Seçilen bölüm >>
★ ★ ★ ★ ★ ★ ★
Türkiye’nin içinde bulunduğu iklim, kadınlar açısından gitgide daha zor ve korkutucu olmaya başladı. Bu ortamı nasıl değerlendiriyorsunuz? Bugüne kadar kadınların kazanımları ne oldu? Sizce bundan sonra nasıl bir yol izlenmeli?

Dünya sadece kadınlar için değil; çocuklar, uyumsuzlar, azınlıklar, insan dışı canlılar için de hiç de kolay yaşanır bir durumda değil fakat uygarlık tarihi denen şey; savaş, şiddet, haksızlık ve yoksulluk dolu geçmişin kahramanlık ve zaferlermiş gibi anlatıldığı, editörü ve karakterleri sadece erkeklerden oluşan hikâye değil mi? Gerçekte neler oldu; köle olarak “el konulan” kadınlar ve çocuklar neden ortada yok; ölen atlara, yakılan ve kesilen ağaçlara, kana bulanan nehirlere ne oldu? Aslında bildiğimiz kadarıyla, kadın ve çocukların en iyi yaşadıkları çağdayız. O kadar kötüymüş yani! Şimdi tüm dünyada kadınların insan hakları hakkında sesi çıkıyor; eskiden üstü kapatılan kötülüklerin günümüzde saklanmasına izin vermeyecek kadar çok kadının basından hukuka, tıptan sanata kadar sayıları çoğaldığı için olanları artık duyuyoruz. Bence kadın düşmanlığı artmadı; kırılan kollar yen içinde artık saklanamıyor ve duyuluyor. Bağımsızlık ve hakların kabulü uzun sürecek bir mücadeledir. Bir yandan da, kadınların da insan olduğunu öğreteceğimiz vicdanlı oğullar, erkek kardeşler, erkek yeğenler, erkek öğrenciler yetiştirmeliyiz.

 

Toplumsal muhalefet hareketlerinin birçoğu bastırılmış olsa da kadın hareketi ne kadar kriminalize edilirse edilsin engellenemiyor. Kadın hareketinin bu kadar güçlü kalmasının dayanağı nedir?

 “Kız Neşesi”, benim yıllardır kullandığım kavram. Ben duymasam da benden önce mutlaka kullanılmıştır. “Kız Neşesi”; insan uygarlığının ana gücü, temel enerji kaynağı olduğu için kadınlar bu kadar çok ve sistematik olarak yok sayılmaya, zulme, tacize rağmen silinmemiş dünyadan. Osmanlı’da nüfus sayımında kadın ve çocukların insan sayılmadığı ama büyükbaş hayvanların sayıldığını biliyorsunuz herhâlde. “Kız Neşesi”ne gelince hepimizin iyi bildiği, varlığını hemen tanıdığımız, en karanlık ve umutsuz zamanlarda ışığını görünce yüzümüzün aydınlandığı, dertlere deva, açlara aş, hastalara şifa, evin, ocağın, hayatın devamlılığı ve bereketini sağlayan enerji kaynağının adıdır. İnsanlığın her çağında yaşanmış ve hiçbirini kadınların başlatıp devam ettirmediği bütün savaşlar, yıkımlar, salgın hastalıklar, afetlerden sonra ortaya çıkan yokluklar, kıtlıklar, yangınlar, acılar, açlıklar, hastalıklar ve felaketlerden sonra ateşi yakan, etrafına çocukları ve yaşlıları toplayan, gerekirse taş kaynatıp sıcak çorbaymış gibi içiren, otlardan lapa yapıp yaraları saran, ninni, hikâye, şarkı ve türküyle ruhları sarmalayan kadınların hayatı daima yeniden kurma ve sürdürülebilir kılma güçlerinin adı “Kız Neşesi”dir. Kadın dayanışması da (İmeceyi kadınlar icat etmiştir) önemli bir iletişim ağıdır.
★ ★ ★ ★ ★ ★ ★
Gösterilen malzeme >>
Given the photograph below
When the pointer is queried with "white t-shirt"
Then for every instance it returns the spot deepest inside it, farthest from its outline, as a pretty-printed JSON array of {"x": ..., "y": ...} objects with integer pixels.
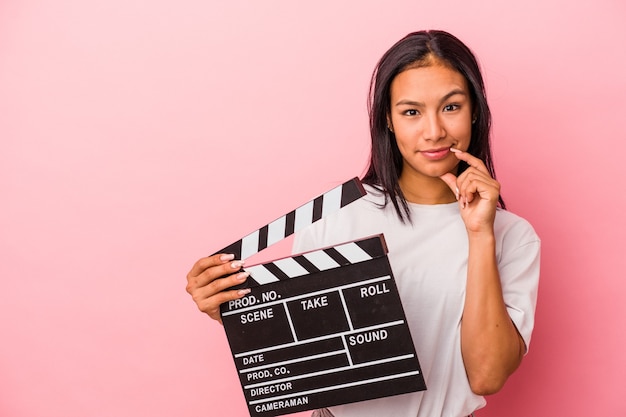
[{"x": 429, "y": 263}]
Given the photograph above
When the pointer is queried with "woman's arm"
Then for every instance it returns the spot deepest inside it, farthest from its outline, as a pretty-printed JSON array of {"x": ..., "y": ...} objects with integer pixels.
[{"x": 491, "y": 346}]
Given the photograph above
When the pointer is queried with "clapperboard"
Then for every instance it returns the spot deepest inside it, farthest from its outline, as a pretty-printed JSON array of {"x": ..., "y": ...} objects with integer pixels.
[{"x": 321, "y": 328}]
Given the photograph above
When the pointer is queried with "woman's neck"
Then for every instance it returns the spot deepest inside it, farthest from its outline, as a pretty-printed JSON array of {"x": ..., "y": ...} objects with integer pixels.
[{"x": 425, "y": 190}]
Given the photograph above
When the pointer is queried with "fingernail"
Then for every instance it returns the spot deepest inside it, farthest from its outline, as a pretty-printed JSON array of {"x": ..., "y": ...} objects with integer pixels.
[{"x": 236, "y": 264}]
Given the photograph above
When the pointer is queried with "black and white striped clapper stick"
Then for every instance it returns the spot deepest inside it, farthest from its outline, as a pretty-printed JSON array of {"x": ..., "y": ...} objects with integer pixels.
[
  {"x": 296, "y": 220},
  {"x": 318, "y": 260}
]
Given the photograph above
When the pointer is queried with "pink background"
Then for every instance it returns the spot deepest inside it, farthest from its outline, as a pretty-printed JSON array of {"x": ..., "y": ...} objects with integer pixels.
[{"x": 137, "y": 136}]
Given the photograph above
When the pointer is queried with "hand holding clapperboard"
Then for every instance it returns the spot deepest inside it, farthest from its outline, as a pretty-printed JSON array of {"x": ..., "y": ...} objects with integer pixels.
[{"x": 321, "y": 328}]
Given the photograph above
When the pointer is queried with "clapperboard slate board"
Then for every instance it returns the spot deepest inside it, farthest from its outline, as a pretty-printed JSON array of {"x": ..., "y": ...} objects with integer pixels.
[{"x": 321, "y": 328}]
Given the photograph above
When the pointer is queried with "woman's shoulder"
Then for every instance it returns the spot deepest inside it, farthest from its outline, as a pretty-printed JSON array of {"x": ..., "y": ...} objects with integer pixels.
[{"x": 509, "y": 224}]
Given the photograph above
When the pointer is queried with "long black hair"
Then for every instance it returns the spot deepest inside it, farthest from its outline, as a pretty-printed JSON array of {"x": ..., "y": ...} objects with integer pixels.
[{"x": 415, "y": 50}]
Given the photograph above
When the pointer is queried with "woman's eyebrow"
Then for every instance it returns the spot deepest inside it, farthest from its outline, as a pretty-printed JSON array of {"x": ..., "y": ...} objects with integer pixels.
[{"x": 444, "y": 98}]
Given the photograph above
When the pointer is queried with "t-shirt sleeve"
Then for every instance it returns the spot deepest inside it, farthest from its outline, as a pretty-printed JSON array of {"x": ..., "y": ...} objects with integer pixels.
[{"x": 519, "y": 274}]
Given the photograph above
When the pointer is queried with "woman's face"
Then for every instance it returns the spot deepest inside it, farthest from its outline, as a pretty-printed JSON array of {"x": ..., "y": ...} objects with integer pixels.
[{"x": 431, "y": 112}]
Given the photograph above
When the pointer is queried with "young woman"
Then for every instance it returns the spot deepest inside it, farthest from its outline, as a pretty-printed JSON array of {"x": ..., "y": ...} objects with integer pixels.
[{"x": 467, "y": 270}]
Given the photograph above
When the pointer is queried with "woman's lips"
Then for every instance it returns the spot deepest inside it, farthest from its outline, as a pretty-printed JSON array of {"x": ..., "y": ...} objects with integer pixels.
[{"x": 436, "y": 154}]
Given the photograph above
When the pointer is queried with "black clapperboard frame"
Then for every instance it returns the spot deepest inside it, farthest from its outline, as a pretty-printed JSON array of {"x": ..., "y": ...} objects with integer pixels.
[{"x": 322, "y": 328}]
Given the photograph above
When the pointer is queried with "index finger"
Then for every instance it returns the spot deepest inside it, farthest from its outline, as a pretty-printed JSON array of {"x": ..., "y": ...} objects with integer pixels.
[
  {"x": 214, "y": 260},
  {"x": 470, "y": 159}
]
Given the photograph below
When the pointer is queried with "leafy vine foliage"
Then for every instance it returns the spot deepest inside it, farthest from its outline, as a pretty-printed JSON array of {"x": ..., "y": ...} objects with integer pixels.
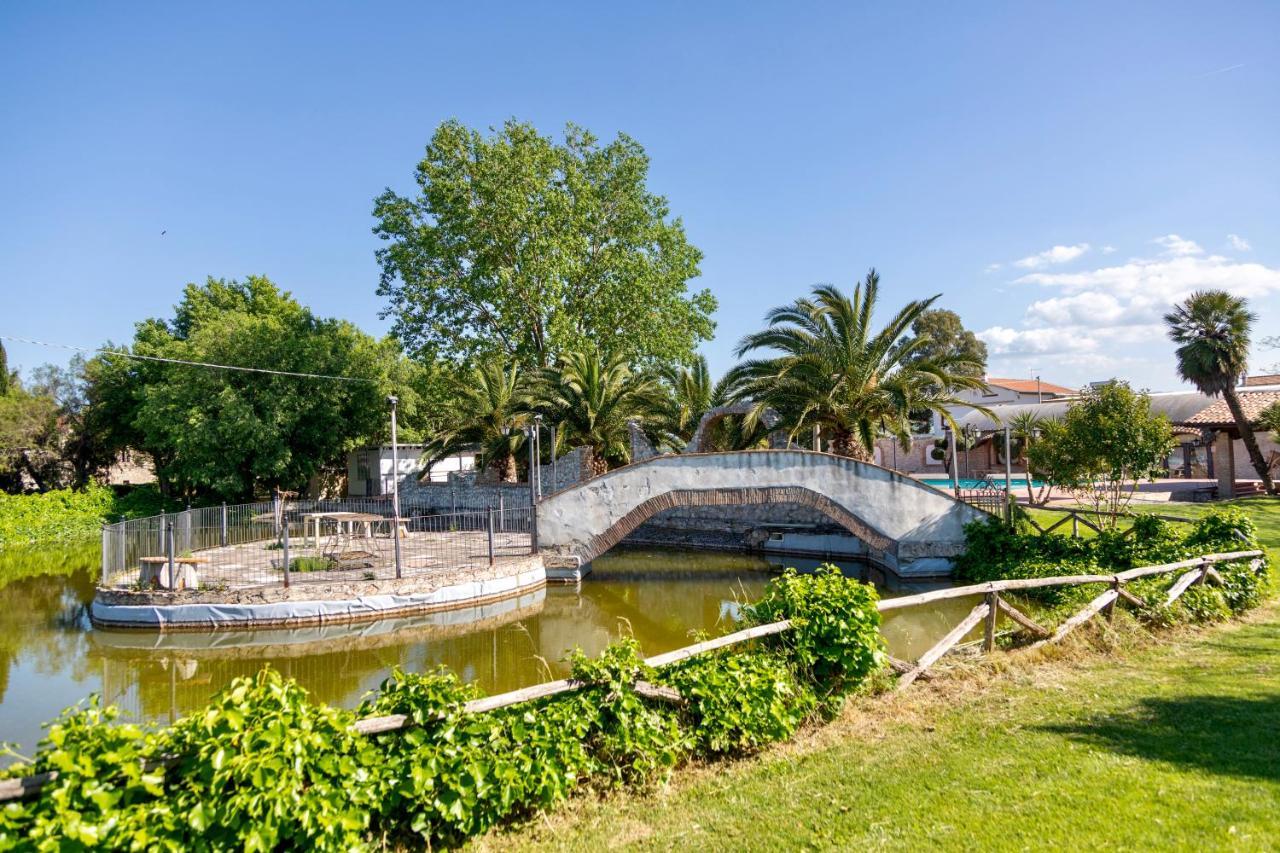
★ ★ ★ ★ ★ ★ ★
Görev listesi >>
**a.** Seçilen bölüme göre Osmanlı'daki nüfus sayımında kimler insan sayılmıyordu?
**b.** Seçilen bölümde "Türkiye’nin içinde bulunduğu" sözleriyle başlayıp "bir yol izlenmeli?" sözleri de dahil olmak üzere devam eden kısmı olduğu gibi yeniden yaz.

Çözümlü cevaplar >>
**a.** Kadınlar ve çocuklar.

**b.**
Türkiye’nin içinde bulunduğu iklim, kadınlar açısından gitgide daha zor ve korkutucu olmaya başladı. Bu ortamı nasıl değerlendiriyorsunuz? Bugüne kadar kadınların kazanımları ne oldu? Sizce bundan sonra nasıl bir yol izlenmeli?